:: Исходный текст ::
====

ЖАНРЫ

Геопанорама русской культуры. Провинция и ее локальные тексты
Шрифт:

Пермь-медведица – это полнота первобытия, и в ней таятся предпосылки всего, что случится с Женей потом. Поэтому естественно, что когда девочка встретила Цветкова (поворотное событие в ее развитии), то ей «показалось, что она уже видала его где-то <…> Давно. Но где? Верно, в Перми, в детстве» (Пастернак 1991, 65). Именно из Перми, когда в семье Люверс случилась беда, в Екатеринбург на помощь приехал доктор. Прощаясь с ним, девочка попросила его «кланяться дому <… > и всем улицам, и Каме». Доктор в ответ «выразил надежду, что больше его из Перми выписывать не придется» (Пастернак 1991,84). «Не придется», потому что детство уже закончилось, и не в возрастном только, а в онтологическом смысле, как стадия первобытного, которому и соответствует архаическая Пермь-медведица.

К этому стоит заметить, что пермские сцены даны в повести преимущественно как ночные: ночью девочка впервые увидела Мотовилиху, разбудившую ее сознание, в ночную холодную Каму она решила броситься в сцене объяснения с гувернанткой и матерью, по ночному городу Люверсы добираются до вокзала, когда уезжают из Перми. Мир ночи и тьмы как образ первичного единства естественно атрибутирует Пермь и все пермское: Каму и Мотовилиху.

Релевантность предложенной интерпретации дополнительно подтверждается тем обстоятельством, что она позволяет осмыслить некоторые неочевидные мотивы повести. В поле пермского 'медвежьего' кода удается более глубоко вникнуть в логику появления и уяснить роль в повествовании одного из персонажей – дворничихи Аксиньи. Буквально мелькнувшая (и то за сценой) дворничиха, тем не менее, постоянно занимает воображение девочки: ее имя поминается чаще, чем имена многих иных реально действующих персонажей. А все дело, видимо, в том, что Аксинья – это одно из табуистических именований медведицы (см.: Даль 1955, 312). Вот почему в повести она атрибутируется единственным качеством – неиссякающим плодородием. Вид беременной Аксиньи напоминает Жене «что-то земляное, как на огородах, нечто напоминавшее вздутье картофелины или празелень бешеной тыквы» (Пастернак 1991, 57).

====

:: Блок данных ::
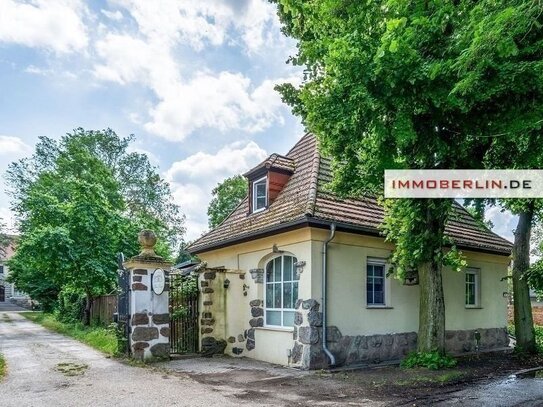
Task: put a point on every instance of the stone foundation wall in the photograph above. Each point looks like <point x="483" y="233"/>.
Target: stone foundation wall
<point x="307" y="351"/>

====

:: Что нужно сделать ::
**a)** Перепишите из исходного текста всё, начиная со слов «К этому стоит» и до слов «Каму и Мотовилиху.».
**b)** Каким единственным качеством, согласно исходному тексту, наделена в повести дворничиха Аксинья?
Данные в работе не понадобятся.

:: Ответы по заданиям ::
**a)**
К этому стоит заметить, что пермские сцены даны в повести преимущественно как ночные: ночью девочка впервые увидела Мотовилиху, разбудившую ее сознание, в ночную холодную Каму она решила броситься в сцене объяснения с гувернанткой и матерью, по ночному городу Люверсы добираются до вокзала, когда уезжают из Перми. Мир ночи и тьмы как образ первичного единства естественно атрибутирует Пермь и все пермское: Каму и Мотовилиху.

**b)** Неиссякающим плодородием.